— START OF Data listing —

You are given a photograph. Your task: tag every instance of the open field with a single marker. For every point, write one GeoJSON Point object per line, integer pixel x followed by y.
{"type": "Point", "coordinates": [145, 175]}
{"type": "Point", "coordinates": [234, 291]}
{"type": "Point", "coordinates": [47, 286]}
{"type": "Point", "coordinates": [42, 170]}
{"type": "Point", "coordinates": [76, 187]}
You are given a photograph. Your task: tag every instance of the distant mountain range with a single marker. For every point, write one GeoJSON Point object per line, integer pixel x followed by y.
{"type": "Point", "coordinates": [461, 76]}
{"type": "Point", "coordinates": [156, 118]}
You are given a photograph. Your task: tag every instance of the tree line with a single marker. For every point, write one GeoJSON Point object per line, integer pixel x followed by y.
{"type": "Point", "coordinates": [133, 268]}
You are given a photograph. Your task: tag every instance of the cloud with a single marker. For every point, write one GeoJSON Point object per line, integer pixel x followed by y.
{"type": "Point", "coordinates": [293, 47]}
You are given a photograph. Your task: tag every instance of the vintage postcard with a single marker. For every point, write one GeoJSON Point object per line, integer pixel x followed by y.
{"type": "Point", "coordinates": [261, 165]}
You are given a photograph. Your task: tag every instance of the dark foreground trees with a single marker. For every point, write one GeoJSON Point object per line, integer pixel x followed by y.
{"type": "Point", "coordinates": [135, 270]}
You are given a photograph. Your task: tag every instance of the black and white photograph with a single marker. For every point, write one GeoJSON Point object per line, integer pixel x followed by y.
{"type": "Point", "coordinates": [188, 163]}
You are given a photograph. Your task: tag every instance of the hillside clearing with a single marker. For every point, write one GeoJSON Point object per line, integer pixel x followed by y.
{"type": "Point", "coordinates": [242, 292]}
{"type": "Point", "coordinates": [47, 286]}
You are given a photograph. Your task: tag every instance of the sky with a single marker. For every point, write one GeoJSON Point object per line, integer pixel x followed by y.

— END OF Data listing —

#### Given task:
Present all the data above as a Markdown table with a Row column numbering each line and a Data line column holding that line, skipping any blank lines.

#### Response to the task:
| Row | Data line |
|---|---|
| 1 | You are given a photograph. Your task: tag every instance of the open field with a single marker. For every point, write one GeoJSON Point object per line, integer pixel x followed by y. |
| 2 | {"type": "Point", "coordinates": [145, 175]} |
| 3 | {"type": "Point", "coordinates": [234, 291]} |
| 4 | {"type": "Point", "coordinates": [47, 286]} |
| 5 | {"type": "Point", "coordinates": [42, 170]} |
| 6 | {"type": "Point", "coordinates": [76, 187]} |
| 7 | You are given a photograph. Your task: tag every instance of the distant mountain range with a single marker. For every point, write one GeoJSON Point object per line, integer pixel x followed by y. |
| 8 | {"type": "Point", "coordinates": [461, 76]} |
| 9 | {"type": "Point", "coordinates": [156, 118]} |
| 10 | You are given a photograph. Your task: tag every instance of the tree line with a single marker. For every point, write one GeoJSON Point object per line, integer pixel x followed by y. |
| 11 | {"type": "Point", "coordinates": [133, 268]} |
| 12 | You are given a photograph. Your task: tag every instance of the cloud with a single marker. For every point, write one GeoJSON Point object per line, integer pixel x followed by y. |
| 13 | {"type": "Point", "coordinates": [293, 47]} |
| 14 | You are given a photograph. Your task: tag every instance of the vintage postcard with a single marker. For every point, write one GeoJSON Point object per line, integer pixel x followed by y. |
| 15 | {"type": "Point", "coordinates": [261, 165]} |
| 16 | You are given a photograph. Your task: tag every instance of the dark foreground trees with a single marker. For every point, write one GeoJSON Point object per line, integer pixel x followed by y. |
| 17 | {"type": "Point", "coordinates": [135, 270]} |
| 18 | You are given a photograph. Your task: tag every instance of the black and white photograph with a single marker. For every point, write one GeoJSON Point object per line, integer pixel x followed by y. |
| 19 | {"type": "Point", "coordinates": [188, 163]} |
| 20 | You are given a photograph. Your task: tag every instance of the hillside clearing with a single marker. For every point, write one GeoJSON Point object per line, integer pixel x followed by y. |
| 21 | {"type": "Point", "coordinates": [242, 292]} |
| 22 | {"type": "Point", "coordinates": [47, 286]} |
| 23 | You are given a photograph. Your task: tag every instance of the sky with a single marker. For every point, write one GeoJSON Point object per line, integer pixel x followed by y. |